◆ **READING PASSAGE**
☆ ☆ ☆ ☆
Begin by importing some of the necessary libraries, including the Riva Client libraries.

In [None]:
# Import required libraries
import io
import wave
from pathlib import Path
import riva.client
import IPython.display as ipd

#### Create Riva clients and connect to the Riva server

The following URI assumes a local deployment of the Riva TTS NIM on the default port. In case the server deployment is on a different host or via Helm chart on Kubernetes, use an appropriate URI.

In [None]:
auth = riva.client.Auth(uri='0.0.0.0:50051')
tts_service = riva.client.SpeechSynthesisService(auth)

Get list of supported TTS languages and voices.

In [None]:
request = riva.client.proto.riva_tts_pb2.RivaSynthesisConfigRequest()
response = tts_service.stub.GetRivaSynthesisConfig(request)

tts_models = dict()
for model_config in response.model_config:
    language_code = model_config.parameters['language_code']
    voice_name = model_config.parameters['voice_name']
    subvoices = [voice.split(':')[0] for voice in model_config.parameters['subvoices'].split(',')]
    full_voice_names = [voice_name + "." + subvoice for subvoice in subvoices]
    tts_models[language_code] = full_voice_names

print(tts_models)

### TTS modes

Riva TTS supports both streaming and offline inference modes. In offline mode, audio is not returned until the full audio sequence for the requested text is generated. In streaming mode, audio chunks are returned as soon as they are generated, significantly reducing the latency (as measured by time to first audio) for large requests.

#### Setup the TTS API parameters

Lets synthesize the audio for English (en-US) text with one of the available voice.

In [None]:
request = riva.client.proto.riva_tts_pb2.SynthesizeSpeechRequest(
    language_code = "en-US",
    encoding = riva.client.AudioEncoding.LINEAR_PCM,
    sample_rate_hz = 44100,
    voice_name = "Magpie-Multilingual.EN-US.Female.Neutral"
)

#### Understanding TTS API parameters

Riva TTS supports a number of options while making a text-to-speech request to the gRPC endpoint, as shown above. Let's learn more about these parameters:
- ``language_code`` - Language of the generated audio. ``en-US`` represents English (US) and is currently the only language supported OOTB.
- ``encoding`` - Type of audio encoding to generate. ``LINEAR_PCM`` and ``OGGOPUS`` encodings are supported.
- ``sample_rate_hz`` - Sample rate of the generated audio. Depends on the microphone and is usually ``22khz`` or ``44khz``.
- ``voice_name`` - Voice used to synthesize the audio.

Create a utility function to save synthesized audio to file on disk.

In [None]:
def save_audio_to_file(filename, audio, rate):
    with wave.open(filename, "wb") as wav_file:
        wav_file.setnchannels(1)
        wav_file.setsampwidth(2)
        wav_file.setframerate(rate)
        wav_file.writeframes(audio)

#### Make a gRPC Request to Riva Server

For offline inference mode, use `Synthesize`. Results are returned when the entire audio is synthesized.

In [None]:
request.text = "Is it recognize speech or wreck a nice beach?"
response = tts_service.stub.Synthesize(request)
☆ ☆ ☆ ☆
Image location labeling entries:
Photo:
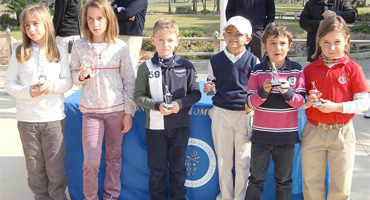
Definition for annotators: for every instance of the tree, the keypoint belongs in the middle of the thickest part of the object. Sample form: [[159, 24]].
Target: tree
[[169, 6], [17, 6]]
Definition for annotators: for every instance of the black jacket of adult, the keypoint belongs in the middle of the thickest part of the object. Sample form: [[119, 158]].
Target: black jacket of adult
[[66, 22], [258, 12], [131, 8], [312, 15]]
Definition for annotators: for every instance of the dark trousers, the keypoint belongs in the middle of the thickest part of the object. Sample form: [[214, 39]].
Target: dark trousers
[[166, 150], [282, 156], [255, 45]]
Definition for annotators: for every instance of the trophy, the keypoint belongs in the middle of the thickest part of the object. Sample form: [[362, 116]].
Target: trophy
[[210, 82], [86, 65], [88, 75], [274, 76], [316, 91], [42, 79], [168, 99]]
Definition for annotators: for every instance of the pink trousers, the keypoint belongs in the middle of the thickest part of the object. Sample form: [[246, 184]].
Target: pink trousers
[[94, 127]]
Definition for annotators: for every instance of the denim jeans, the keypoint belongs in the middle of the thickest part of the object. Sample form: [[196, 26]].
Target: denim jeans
[[167, 150], [282, 156]]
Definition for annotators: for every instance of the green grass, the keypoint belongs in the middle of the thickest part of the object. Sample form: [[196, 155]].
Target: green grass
[[209, 23]]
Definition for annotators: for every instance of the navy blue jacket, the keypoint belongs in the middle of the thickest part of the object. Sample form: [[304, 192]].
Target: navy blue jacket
[[232, 80], [181, 79], [258, 12], [135, 8]]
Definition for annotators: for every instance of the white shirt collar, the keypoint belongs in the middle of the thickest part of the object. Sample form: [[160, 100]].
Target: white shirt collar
[[233, 58]]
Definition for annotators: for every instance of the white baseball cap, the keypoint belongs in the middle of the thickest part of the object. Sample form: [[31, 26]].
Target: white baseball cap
[[243, 25]]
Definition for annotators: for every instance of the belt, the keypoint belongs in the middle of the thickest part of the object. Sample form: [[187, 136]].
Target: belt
[[330, 126]]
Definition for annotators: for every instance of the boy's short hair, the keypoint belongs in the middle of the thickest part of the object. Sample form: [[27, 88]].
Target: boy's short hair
[[243, 25], [275, 29], [166, 23]]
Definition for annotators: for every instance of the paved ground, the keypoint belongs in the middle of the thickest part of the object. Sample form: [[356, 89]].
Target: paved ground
[[13, 175]]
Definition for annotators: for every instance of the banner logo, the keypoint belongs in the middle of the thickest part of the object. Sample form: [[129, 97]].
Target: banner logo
[[199, 170]]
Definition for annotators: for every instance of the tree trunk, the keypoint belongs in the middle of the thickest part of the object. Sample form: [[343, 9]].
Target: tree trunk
[[169, 6]]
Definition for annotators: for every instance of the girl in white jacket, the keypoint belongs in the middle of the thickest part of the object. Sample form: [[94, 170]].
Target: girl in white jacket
[[38, 76]]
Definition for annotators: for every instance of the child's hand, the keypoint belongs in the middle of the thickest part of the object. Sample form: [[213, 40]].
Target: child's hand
[[127, 123], [47, 87], [35, 91], [313, 97], [329, 106], [267, 85], [164, 111], [283, 88], [176, 108], [132, 18], [208, 87]]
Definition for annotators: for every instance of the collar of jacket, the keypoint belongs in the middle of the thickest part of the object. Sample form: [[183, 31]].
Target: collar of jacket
[[176, 61], [326, 2], [287, 65]]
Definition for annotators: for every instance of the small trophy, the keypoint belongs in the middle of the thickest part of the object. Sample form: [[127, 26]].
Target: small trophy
[[316, 91], [168, 99], [86, 65], [42, 79], [89, 75], [274, 76], [210, 82]]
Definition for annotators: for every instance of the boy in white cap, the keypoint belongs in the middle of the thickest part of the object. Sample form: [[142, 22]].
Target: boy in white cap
[[229, 70]]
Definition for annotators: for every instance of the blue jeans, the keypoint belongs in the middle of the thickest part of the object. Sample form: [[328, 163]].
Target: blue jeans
[[167, 150], [282, 156]]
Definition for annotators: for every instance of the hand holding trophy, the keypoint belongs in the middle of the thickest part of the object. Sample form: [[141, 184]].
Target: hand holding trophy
[[87, 67], [316, 92], [210, 83], [274, 76], [42, 79], [168, 99]]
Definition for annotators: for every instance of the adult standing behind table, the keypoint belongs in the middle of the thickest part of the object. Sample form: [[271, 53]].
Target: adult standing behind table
[[131, 18], [317, 10], [66, 22], [259, 13]]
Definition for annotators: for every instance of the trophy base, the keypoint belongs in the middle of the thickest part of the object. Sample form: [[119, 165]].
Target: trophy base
[[90, 76], [210, 93], [317, 104], [170, 106], [38, 86]]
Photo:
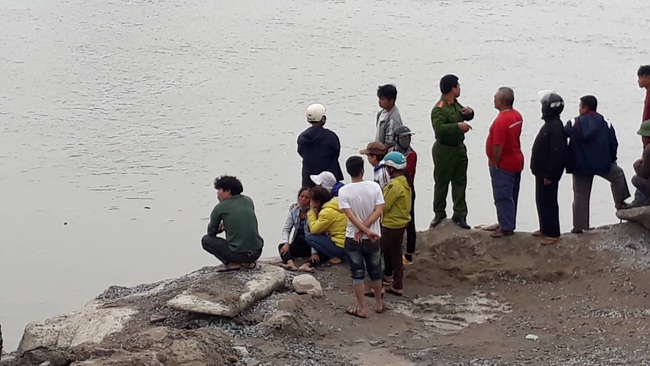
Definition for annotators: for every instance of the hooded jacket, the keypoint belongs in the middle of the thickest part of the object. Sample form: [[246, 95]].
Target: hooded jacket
[[320, 149], [549, 155], [397, 206], [592, 145], [331, 221], [386, 128]]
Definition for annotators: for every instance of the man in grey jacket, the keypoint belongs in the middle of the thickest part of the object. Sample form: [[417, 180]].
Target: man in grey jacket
[[388, 118]]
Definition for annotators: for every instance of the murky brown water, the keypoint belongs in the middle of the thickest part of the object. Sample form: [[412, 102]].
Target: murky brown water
[[115, 116]]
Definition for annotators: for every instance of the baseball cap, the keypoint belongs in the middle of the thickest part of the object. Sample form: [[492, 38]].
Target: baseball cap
[[325, 179], [374, 147], [315, 113]]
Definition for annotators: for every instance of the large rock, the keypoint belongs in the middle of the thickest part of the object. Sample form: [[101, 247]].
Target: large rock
[[228, 294], [91, 324], [307, 284], [640, 215]]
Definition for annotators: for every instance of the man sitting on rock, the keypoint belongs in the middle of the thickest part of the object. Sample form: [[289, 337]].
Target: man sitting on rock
[[642, 166], [234, 214]]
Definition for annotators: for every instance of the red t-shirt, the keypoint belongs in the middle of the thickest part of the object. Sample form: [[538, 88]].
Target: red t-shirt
[[505, 131], [646, 107]]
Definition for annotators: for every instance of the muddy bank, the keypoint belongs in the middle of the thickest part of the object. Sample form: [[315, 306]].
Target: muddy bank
[[470, 299]]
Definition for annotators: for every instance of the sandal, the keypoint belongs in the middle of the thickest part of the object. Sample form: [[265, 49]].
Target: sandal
[[549, 240], [354, 311], [392, 291], [228, 269]]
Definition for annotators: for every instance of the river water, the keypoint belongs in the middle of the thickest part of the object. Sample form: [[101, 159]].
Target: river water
[[116, 115]]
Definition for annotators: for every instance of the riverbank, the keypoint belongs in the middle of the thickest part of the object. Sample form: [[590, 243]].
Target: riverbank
[[470, 299]]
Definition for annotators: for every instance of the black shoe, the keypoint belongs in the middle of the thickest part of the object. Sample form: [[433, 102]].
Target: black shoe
[[461, 222]]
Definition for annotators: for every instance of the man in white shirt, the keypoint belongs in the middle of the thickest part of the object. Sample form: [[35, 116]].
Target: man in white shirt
[[363, 204]]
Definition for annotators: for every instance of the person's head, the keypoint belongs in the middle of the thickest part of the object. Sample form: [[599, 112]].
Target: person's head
[[315, 114], [304, 196], [504, 98], [325, 179], [552, 104], [449, 86], [375, 152], [644, 132], [227, 186], [354, 166], [319, 196], [395, 163], [588, 103], [644, 76], [402, 136], [387, 95]]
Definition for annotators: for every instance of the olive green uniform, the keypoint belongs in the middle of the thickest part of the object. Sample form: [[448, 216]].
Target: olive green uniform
[[449, 158]]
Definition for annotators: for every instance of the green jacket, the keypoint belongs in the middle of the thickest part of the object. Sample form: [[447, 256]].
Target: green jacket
[[445, 118], [397, 208], [238, 216]]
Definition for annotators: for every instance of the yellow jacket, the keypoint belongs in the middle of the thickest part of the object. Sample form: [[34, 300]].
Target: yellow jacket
[[397, 209], [331, 221]]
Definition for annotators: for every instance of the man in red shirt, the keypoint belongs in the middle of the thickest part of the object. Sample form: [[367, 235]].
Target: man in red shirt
[[506, 161]]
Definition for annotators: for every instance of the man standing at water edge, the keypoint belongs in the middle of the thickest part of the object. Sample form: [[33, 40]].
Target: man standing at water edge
[[592, 151], [319, 147], [644, 82], [505, 160], [388, 118], [234, 214], [449, 152]]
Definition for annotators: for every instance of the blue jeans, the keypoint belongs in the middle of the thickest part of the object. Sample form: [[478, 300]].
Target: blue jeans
[[505, 189], [363, 256], [325, 246]]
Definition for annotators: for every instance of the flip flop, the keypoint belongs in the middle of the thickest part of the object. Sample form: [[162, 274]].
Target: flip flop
[[354, 312], [228, 269], [372, 294], [384, 309], [392, 291]]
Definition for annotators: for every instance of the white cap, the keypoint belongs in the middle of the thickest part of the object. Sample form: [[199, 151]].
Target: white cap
[[325, 179], [315, 113]]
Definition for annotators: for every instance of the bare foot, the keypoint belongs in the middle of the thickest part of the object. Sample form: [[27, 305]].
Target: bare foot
[[335, 260]]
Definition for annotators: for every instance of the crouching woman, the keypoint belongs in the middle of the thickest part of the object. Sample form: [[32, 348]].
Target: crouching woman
[[327, 225]]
☆ ☆ ☆ ☆
◆ **PROBLEM DESCRIPTION**
Answer these questions about the Riva text-to-speech walkthrough:
(a) Which two audio encodings does it list as supported?
(b) In offline mode, when is audio returned?
(c) Which method does it name for offline inference mode?

◆ **TASK RESULT**
(a) LINEAR_PCM and OGGOPUS.
(b) Only after the full audio sequence for the requested text is generated.
(c) Synthesize.